#### [Yapılacak Görevler]
1) Ahtamar Kilisesi metninde adı geçen kurum ve kuruluşların tamamını sıralayın.
2) Ahtamar Kilisesi metninde "Nihayet, 2002 yılında" sözlerinin geçtiği yerden başlayın ve "aktarımı yapabileceğini duyurdu." sözlerinden sonra durarak bu bölümü değiştirmeden yazdırın.

#### [Verilen Metin]
- - -
1990’lı yıllara gelindiğinde, bazı basın-yayın organlarında Ahtamar Kilisesi’nin yıkılmak üzere olduğu ve restorasyon için gerekli önlemlerin alınacağına dair haberler çıkmaya başladı. Lakin verilen sözler ne Ahtamar için ne de benzer durumda olan ve Ermenilerin kültürel mirasını temsil eden diğer yapılar için yerine getirilmedi. Hatta bu dönemde kilisenin yanına bir müzikhol yapıldı ve Dünya Kiliseler Konseyi’nin 1992 yılında yaptığı girişimlere kadar bu mekân açık kaldı.
Nihayet, 2002 yılında yazarlardan ve sivil toplum örgütlerinde yer alan aktivistlerin çabaları sonucunda “Ahtamar’ı Kurtarma Projesi” adıyla bir kampanya başlatıldı. Kilisenin kaderine terk edilmişliği hakkında farkındalık yaratmak ve yıkılmasını engellemek adına acil bir şekilde harekete geçilmesi için yapılan bu kampanya çerçevesinde on binlerce imza toplandı. Bu imzalar Ermeni diasporasının yoğun bir şekilde yaşadığı Fransa’daki Türkiye Büyükelçiliği’ne teslim edildi. Yapılan bu girişimler karşısında İstanbul Ticaret Odası böyle tarihi ve turistik bir yapının korunması için inisiyatif alacaklarını ve restorasyon için bir milyon dolar tutarında bir kaynak aktarımı yapabileceğini duyurdu.
- - -
#### [Veri Satırları]
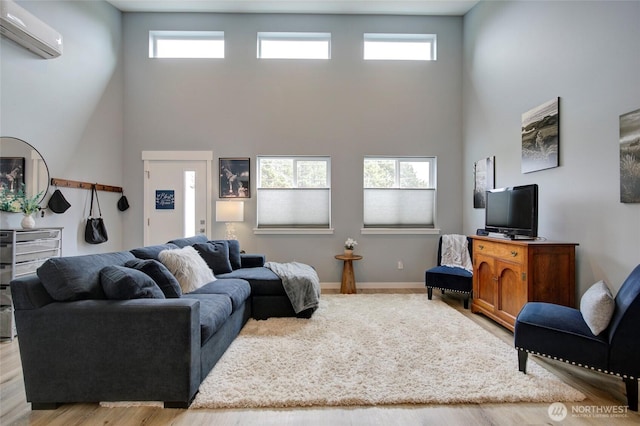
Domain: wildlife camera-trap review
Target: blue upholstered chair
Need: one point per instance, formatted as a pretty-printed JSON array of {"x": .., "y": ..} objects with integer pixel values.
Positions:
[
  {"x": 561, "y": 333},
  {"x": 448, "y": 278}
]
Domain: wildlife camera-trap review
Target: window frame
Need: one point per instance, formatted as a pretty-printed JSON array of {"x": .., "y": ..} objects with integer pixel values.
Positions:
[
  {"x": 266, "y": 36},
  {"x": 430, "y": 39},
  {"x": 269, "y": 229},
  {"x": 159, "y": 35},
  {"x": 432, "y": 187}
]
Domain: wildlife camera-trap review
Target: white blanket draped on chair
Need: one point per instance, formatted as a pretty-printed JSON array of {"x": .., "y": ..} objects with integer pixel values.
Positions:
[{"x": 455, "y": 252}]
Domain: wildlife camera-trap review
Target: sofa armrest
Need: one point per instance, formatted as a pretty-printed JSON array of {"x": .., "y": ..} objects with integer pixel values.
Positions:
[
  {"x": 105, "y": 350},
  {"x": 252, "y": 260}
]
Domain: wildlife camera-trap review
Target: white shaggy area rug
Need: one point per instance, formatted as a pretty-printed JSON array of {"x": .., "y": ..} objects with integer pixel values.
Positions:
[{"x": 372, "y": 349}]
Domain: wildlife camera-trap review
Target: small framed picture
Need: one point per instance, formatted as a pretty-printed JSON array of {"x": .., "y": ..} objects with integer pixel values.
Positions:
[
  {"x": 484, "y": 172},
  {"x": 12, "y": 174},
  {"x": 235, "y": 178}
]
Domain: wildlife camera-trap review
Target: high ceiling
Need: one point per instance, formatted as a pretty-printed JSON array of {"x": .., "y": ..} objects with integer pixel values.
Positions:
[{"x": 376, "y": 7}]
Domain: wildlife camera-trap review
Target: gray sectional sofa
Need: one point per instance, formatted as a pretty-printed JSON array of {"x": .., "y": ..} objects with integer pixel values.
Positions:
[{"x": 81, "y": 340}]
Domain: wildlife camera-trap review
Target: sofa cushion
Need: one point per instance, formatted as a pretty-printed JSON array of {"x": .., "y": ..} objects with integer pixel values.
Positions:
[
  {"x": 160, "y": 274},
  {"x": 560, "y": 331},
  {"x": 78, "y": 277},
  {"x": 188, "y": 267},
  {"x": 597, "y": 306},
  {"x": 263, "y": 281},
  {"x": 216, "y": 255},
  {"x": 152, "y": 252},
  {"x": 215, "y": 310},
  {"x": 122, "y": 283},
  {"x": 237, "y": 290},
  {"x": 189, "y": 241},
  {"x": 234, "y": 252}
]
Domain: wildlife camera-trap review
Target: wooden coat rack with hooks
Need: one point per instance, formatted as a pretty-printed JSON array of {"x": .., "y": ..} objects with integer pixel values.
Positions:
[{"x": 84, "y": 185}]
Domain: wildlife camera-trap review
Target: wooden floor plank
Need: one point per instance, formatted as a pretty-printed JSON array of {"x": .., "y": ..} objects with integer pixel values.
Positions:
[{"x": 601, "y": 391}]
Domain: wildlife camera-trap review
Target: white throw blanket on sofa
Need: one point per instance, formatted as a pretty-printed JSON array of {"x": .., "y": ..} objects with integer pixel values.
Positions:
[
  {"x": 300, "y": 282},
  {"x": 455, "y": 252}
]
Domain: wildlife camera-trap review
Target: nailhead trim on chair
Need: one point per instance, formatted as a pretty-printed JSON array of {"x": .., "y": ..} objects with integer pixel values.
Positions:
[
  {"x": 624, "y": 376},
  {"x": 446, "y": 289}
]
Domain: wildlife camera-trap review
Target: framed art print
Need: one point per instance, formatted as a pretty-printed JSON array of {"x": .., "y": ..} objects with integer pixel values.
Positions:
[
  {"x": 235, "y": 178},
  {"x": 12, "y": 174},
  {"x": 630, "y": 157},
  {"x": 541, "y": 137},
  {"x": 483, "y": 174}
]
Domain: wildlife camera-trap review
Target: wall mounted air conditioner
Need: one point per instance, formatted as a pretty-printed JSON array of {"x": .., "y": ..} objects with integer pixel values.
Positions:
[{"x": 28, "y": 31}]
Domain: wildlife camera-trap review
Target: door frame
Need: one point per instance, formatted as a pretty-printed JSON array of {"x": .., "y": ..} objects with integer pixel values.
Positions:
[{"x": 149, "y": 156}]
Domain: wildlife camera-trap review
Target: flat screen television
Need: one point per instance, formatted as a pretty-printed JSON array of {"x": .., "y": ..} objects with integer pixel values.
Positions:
- - -
#### [Yanıtlar]
1) Dünya Kiliseler Konseyi, Fransa'daki Türkiye Büyükelçiliği, İstanbul Ticaret Odası

2)
Nihayet, 2002 yılında yazarlardan ve sivil toplum örgütlerinde yer alan aktivistlerin çabaları sonucunda “Ahtamar’ı Kurtarma Projesi” adıyla bir kampanya başlatıldı. Kilisenin kaderine terk edilmişliği hakkında farkındalık yaratmak ve yıkılmasını engellemek adına acil bir şekilde harekete geçilmesi için yapılan bu kampanya çerçevesinde on binlerce imza toplandı. Bu imzalar Ermeni diasporasının yoğun bir şekilde yaşadığı Fransa’daki Türkiye Büyükelçiliği’ne teslim edildi. Yapılan bu girişimler karşısında İstanbul Ticaret Odası böyle tarihi ve turistik bir yapının korunması için inisiyatif alacaklarını ve restorasyon için bir milyon dolar tutarında bir kaynak aktarımı yapabileceğini duyurdu.